* Your assignment
A verbatim printing of the entries that follow is needed; pictures must not appear in it.

* Information
┄┄┄┄┄┄┄┄┄┄

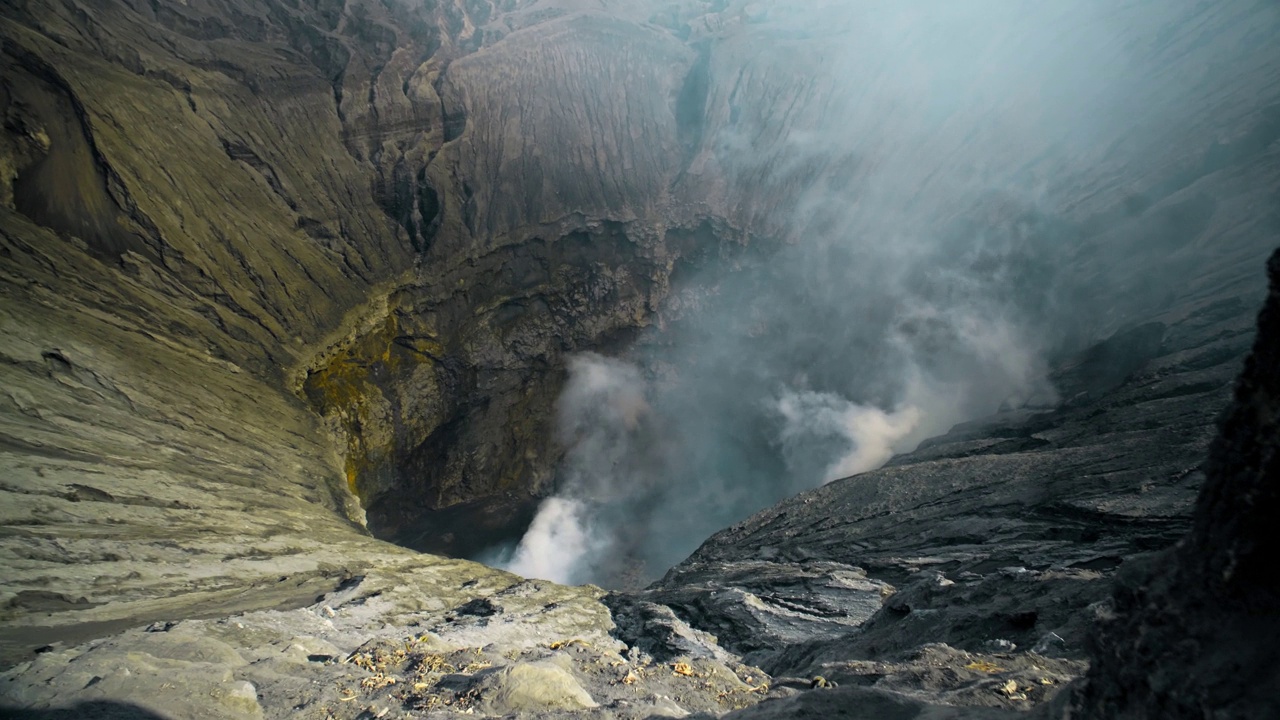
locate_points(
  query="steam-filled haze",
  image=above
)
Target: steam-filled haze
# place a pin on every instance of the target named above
(942, 169)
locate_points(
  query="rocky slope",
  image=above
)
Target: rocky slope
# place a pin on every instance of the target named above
(279, 272)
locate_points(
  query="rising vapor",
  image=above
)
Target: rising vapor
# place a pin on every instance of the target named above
(927, 272)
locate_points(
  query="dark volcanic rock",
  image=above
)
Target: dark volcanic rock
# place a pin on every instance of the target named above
(1194, 630)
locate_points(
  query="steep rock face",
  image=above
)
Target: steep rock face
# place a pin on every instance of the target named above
(1193, 630)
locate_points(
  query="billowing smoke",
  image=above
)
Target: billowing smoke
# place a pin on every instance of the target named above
(606, 424)
(933, 183)
(872, 434)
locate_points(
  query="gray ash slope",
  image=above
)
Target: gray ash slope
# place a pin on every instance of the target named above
(227, 345)
(1006, 528)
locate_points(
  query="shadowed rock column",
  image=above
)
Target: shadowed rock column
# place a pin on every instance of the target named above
(1196, 630)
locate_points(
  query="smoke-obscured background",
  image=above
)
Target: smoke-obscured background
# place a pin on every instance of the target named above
(933, 269)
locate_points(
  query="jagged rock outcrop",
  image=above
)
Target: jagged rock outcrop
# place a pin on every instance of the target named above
(1196, 629)
(274, 269)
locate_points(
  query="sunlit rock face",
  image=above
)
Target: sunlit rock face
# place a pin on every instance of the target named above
(279, 272)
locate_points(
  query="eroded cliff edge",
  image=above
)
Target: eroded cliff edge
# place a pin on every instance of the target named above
(219, 219)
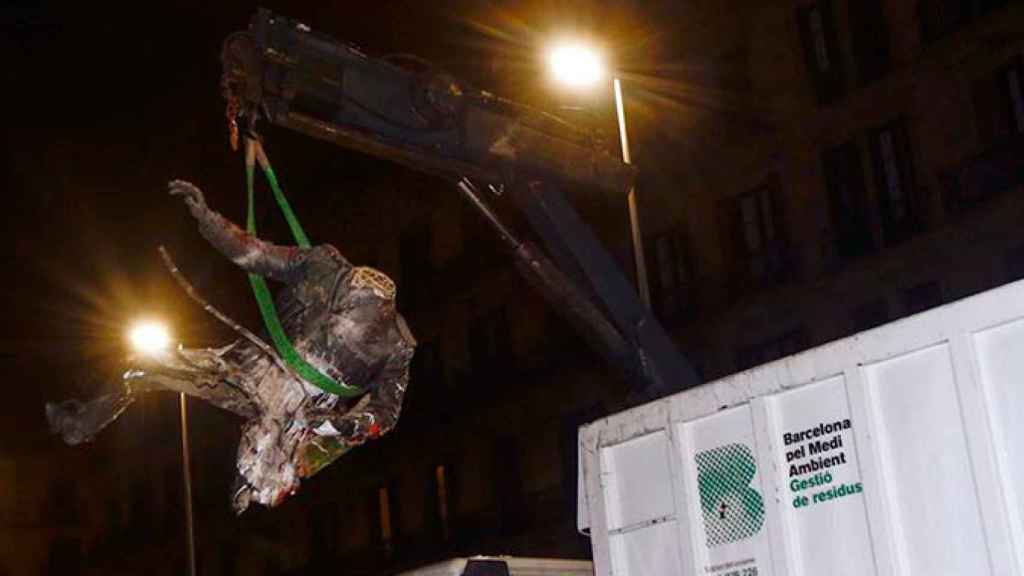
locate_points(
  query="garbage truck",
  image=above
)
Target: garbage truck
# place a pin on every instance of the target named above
(896, 451)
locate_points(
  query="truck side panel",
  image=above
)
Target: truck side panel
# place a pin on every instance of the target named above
(893, 452)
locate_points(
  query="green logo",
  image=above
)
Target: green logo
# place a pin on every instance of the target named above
(732, 510)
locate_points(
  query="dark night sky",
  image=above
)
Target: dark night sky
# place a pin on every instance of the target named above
(105, 105)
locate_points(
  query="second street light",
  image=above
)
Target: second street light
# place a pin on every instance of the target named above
(578, 66)
(152, 337)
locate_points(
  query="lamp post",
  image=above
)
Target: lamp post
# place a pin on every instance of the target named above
(151, 337)
(578, 66)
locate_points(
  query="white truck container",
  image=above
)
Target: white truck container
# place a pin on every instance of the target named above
(897, 451)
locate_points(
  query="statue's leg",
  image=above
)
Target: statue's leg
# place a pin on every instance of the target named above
(206, 374)
(80, 421)
(211, 374)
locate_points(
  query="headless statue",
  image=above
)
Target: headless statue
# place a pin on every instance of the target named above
(341, 319)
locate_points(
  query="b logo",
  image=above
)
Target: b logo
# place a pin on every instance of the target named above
(732, 510)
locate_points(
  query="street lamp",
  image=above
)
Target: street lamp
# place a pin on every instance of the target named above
(578, 66)
(151, 337)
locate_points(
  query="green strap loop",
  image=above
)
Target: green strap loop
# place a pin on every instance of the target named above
(262, 292)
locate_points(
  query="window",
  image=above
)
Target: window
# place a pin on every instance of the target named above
(940, 17)
(759, 239)
(784, 344)
(845, 180)
(817, 31)
(894, 177)
(869, 315)
(870, 39)
(923, 296)
(489, 341)
(998, 101)
(440, 505)
(670, 275)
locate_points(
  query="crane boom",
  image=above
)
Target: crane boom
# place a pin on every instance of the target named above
(282, 71)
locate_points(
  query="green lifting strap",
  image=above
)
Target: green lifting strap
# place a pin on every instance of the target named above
(262, 292)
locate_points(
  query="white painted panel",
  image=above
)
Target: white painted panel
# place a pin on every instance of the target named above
(637, 481)
(817, 458)
(726, 494)
(1000, 364)
(649, 550)
(926, 464)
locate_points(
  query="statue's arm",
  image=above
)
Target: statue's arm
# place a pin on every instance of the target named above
(249, 252)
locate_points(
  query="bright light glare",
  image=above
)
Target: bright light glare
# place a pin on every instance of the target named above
(576, 65)
(150, 337)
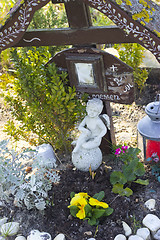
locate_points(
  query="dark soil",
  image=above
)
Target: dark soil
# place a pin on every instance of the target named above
(57, 219)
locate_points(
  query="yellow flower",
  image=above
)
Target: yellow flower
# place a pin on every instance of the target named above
(95, 202)
(82, 194)
(81, 213)
(79, 201)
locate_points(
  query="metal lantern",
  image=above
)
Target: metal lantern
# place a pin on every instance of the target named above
(149, 129)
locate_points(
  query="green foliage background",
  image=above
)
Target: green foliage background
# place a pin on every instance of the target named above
(42, 101)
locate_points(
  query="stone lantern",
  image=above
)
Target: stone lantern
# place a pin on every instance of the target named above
(149, 129)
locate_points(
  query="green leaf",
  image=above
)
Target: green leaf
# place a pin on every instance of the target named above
(92, 221)
(88, 209)
(117, 177)
(129, 171)
(108, 211)
(149, 159)
(140, 170)
(143, 182)
(74, 210)
(127, 192)
(97, 213)
(117, 188)
(72, 194)
(99, 196)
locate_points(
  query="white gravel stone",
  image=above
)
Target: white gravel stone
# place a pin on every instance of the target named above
(86, 158)
(20, 238)
(144, 233)
(120, 237)
(60, 237)
(10, 228)
(150, 204)
(3, 220)
(37, 235)
(157, 235)
(152, 222)
(127, 229)
(2, 238)
(135, 237)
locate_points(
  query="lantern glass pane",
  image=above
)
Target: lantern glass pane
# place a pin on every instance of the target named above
(141, 143)
(152, 148)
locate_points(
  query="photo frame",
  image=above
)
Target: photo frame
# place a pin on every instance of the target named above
(86, 72)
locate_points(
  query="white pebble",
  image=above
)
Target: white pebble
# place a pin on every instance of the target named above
(37, 235)
(3, 220)
(126, 228)
(2, 238)
(150, 204)
(20, 238)
(157, 235)
(60, 237)
(152, 222)
(10, 228)
(135, 237)
(144, 233)
(120, 237)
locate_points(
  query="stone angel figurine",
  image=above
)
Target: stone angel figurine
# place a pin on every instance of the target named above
(92, 127)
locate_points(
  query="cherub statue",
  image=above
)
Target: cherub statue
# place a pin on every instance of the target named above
(92, 126)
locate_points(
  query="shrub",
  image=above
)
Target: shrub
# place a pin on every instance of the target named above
(132, 168)
(42, 101)
(26, 190)
(132, 54)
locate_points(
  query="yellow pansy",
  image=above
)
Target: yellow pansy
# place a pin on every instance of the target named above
(95, 202)
(81, 213)
(78, 199)
(82, 194)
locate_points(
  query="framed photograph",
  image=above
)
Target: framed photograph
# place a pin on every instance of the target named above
(86, 72)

┄┄┄┄┄┄┄┄┄┄

* Response area
locate_points(
  query="steam-filled haze",
  image=above
)
Target: steam-filled haze
# place a pin on every instance of the target named above
(942, 169)
locate_points(
  query="rocky slope",
  image=above
)
Target: rocky slope
# place a pin on every instance of the target named above
(279, 272)
locate_points(
  query="rising vapor",
  image=above
)
Target: rising vapor
# place a pin on every instance of the target named above
(927, 272)
locate_points(
  query="dark volcanic rock",
  image=above
)
Target: dark volcanic rock
# place a pin on every instance of the target named above
(1194, 630)
locate_points(
  query="steep rock face",
  image=above
)
Target: steep rock face
# place a pin on every instance of the target named above
(1193, 630)
locate_points(
  query="billowing smoke",
  image=above
)
Target: billowing smoke
# place a pin on every instance of the target named above
(606, 424)
(933, 183)
(872, 434)
locate_points(
  query="gray ash slope",
  image=above
)
Target: gray ash slope
# place a pin on every instance of the target named above
(227, 345)
(1006, 528)
locate_points(
  query="shadowed rock column",
  image=above
)
Target: shadowed rock column
# place a pin on every instance of the target named above
(1196, 630)
locate_points(
  query="smoke-obscured background",
  image=above
)
Target: smoke-obscured background
# place a pin on every instance of the target named above
(933, 269)
locate_points(
  query="jagged rock outcrop",
  image=above
)
Target: jagged rock outcrop
# place a pin on every instance of the target named above
(1196, 629)
(274, 269)
locate_points(
  query="sunlit rock face",
  image=above
)
Target: sunlit rock face
# place a pin on every instance of the target named above
(279, 272)
locate_points(
  query="eroded cliff edge",
  image=above
)
Target: eroded cliff edge
# place a pin on every instance of the target named above
(219, 219)
locate_points(
  query="garbage truck",
  image=above
)
Target: garbage truck
# place a pin on every instance of the target named above
(896, 451)
locate_points(
  query="truck side panel",
  image=above
)
Target: truck side panel
# place a pin on every instance of the target named above
(893, 452)
locate_points(
  query="green logo",
  image=above
)
Target: green logo
# place a pin on every instance of the target named above
(732, 510)
locate_points(
  query="dark night sky",
  image=above
)
Target: dark night sky
# place a pin on every instance of the target named above
(105, 105)
locate_points(
  query="second street light",
  image=above
)
Target: second street light
# place a pin on every instance of the target named above
(578, 66)
(152, 337)
locate_points(
  query="lamp post",
  image=above
)
Target: lamp post
# place a pin on every instance of the target named above
(151, 337)
(578, 66)
locate_points(
  query="white truck container",
  image=above
)
Target: white truck container
# place a pin on every instance of the target named above
(897, 451)
locate_points(
  query="statue's leg",
  image=above
)
Target: statue's leg
# place a pin on every instance of the target named above
(206, 374)
(80, 421)
(211, 374)
locate_points(
  query="headless statue",
  image=above
)
Target: headless statue
# place a pin on every instance of the target named above
(341, 319)
locate_points(
  query="b logo",
  image=above
)
Target: b logo
# place a pin on every instance of the target named above
(732, 510)
locate_points(
  query="street lamp",
  image=above
)
Target: street lamp
# place a pin on every instance of the target named above
(578, 66)
(151, 337)
locate_points(
  query="green strap loop",
  image=above
)
Target: green strap loop
# place a pin on every instance of the target named above
(262, 292)
locate_points(
  query="window",
  image=above
)
Target: window
# place a pin on every instance of the target named above
(940, 17)
(759, 239)
(784, 344)
(845, 180)
(817, 31)
(894, 177)
(869, 315)
(870, 39)
(923, 296)
(489, 341)
(998, 101)
(440, 505)
(670, 275)
locate_points(
  query="crane boom",
  image=above
)
Target: crane boom
# place a pin on every instance of the target named above
(282, 71)
locate_points(
  query="green lifting strap",
  image=above
)
Target: green lifting strap
# place a pin on every instance of the target named above
(262, 292)
locate_points(
  query="white painted panel",
  image=above
)
Target: white painted panel
# place a pin on every instance of the target named above
(637, 481)
(817, 458)
(726, 494)
(1000, 364)
(649, 550)
(926, 464)
locate_points(
  query="statue's arm",
  image=above
)
Target: statue's arm
# place a pin on every instance of the target named above
(249, 252)
locate_points(
  query="bright light glare",
  image=above
)
Target: bright light glare
# place a pin on every instance of the target named above
(576, 65)
(150, 337)
locate_points(
  query="dark soil",
  image=above
)
Target: dark soil
# place a pin on every instance of the target named above
(57, 219)
locate_points(
  query="yellow flower",
  image=above
)
Target: yellow flower
# place a pin on every instance of the target named above
(95, 202)
(82, 194)
(81, 213)
(79, 201)
locate_points(
  query="metal lantern",
  image=above
)
Target: metal lantern
# place a pin on every instance of the target named above
(149, 129)
locate_points(
  query="green foliage background",
  image=above
)
Target: green foliage background
# place a pin on every instance of the target named above
(42, 101)
locate_points(
  query="stone lantern",
  image=above
)
Target: stone lantern
# place a pin on every instance of the target named above
(149, 129)
locate_points(
  query="green leaf",
  image=above
)
Target: green leaf
# place a pin on every instance of the target named above
(92, 221)
(88, 209)
(117, 177)
(129, 171)
(108, 211)
(149, 159)
(140, 170)
(143, 182)
(74, 210)
(127, 192)
(97, 213)
(117, 188)
(72, 194)
(99, 196)
locate_points(
  query="white gravel stone",
  image=above
)
Target: white gravel stone
# place a pin on every instance of the target named above
(86, 158)
(20, 238)
(144, 233)
(120, 237)
(60, 237)
(10, 228)
(150, 204)
(3, 220)
(37, 235)
(157, 235)
(152, 222)
(127, 229)
(2, 238)
(135, 237)
locate_points(
  query="lantern glass pane",
  image=above
)
Target: lantern glass pane
# place a pin on every instance of the target named above
(141, 143)
(152, 148)
locate_points(
  query="photo frame",
  image=above
)
Target: photo frame
# place a pin on every instance of the target named above
(86, 72)
locate_points(
  query="white pebble",
  image=above
)
Target: white pebble
# place a pin on every instance of the target named above
(37, 235)
(3, 220)
(126, 228)
(2, 238)
(150, 204)
(20, 238)
(157, 235)
(60, 237)
(152, 222)
(10, 228)
(135, 237)
(144, 233)
(120, 237)
locate_points(
  query="stone angel figurine",
  image=above
)
Target: stone angel figurine
# place a pin on every instance of the target named above
(92, 127)
locate_points(
  query="cherub statue",
  image=above
)
Target: cherub statue
# place a pin on every instance of the target named above
(92, 126)
locate_points(
  query="shrub",
  image=above
)
Target: shrub
# place a pin on every instance of the target named above
(132, 168)
(42, 101)
(26, 190)
(132, 54)
locate_points(
  query="yellow pansy",
  image=above
)
Target: yellow pansy
# place a pin on every instance of the target named above
(95, 202)
(81, 213)
(78, 199)
(82, 194)
locate_points(
  query="framed photograph",
  image=above
)
Target: framed photograph
# place a pin on every instance of the target named above
(86, 72)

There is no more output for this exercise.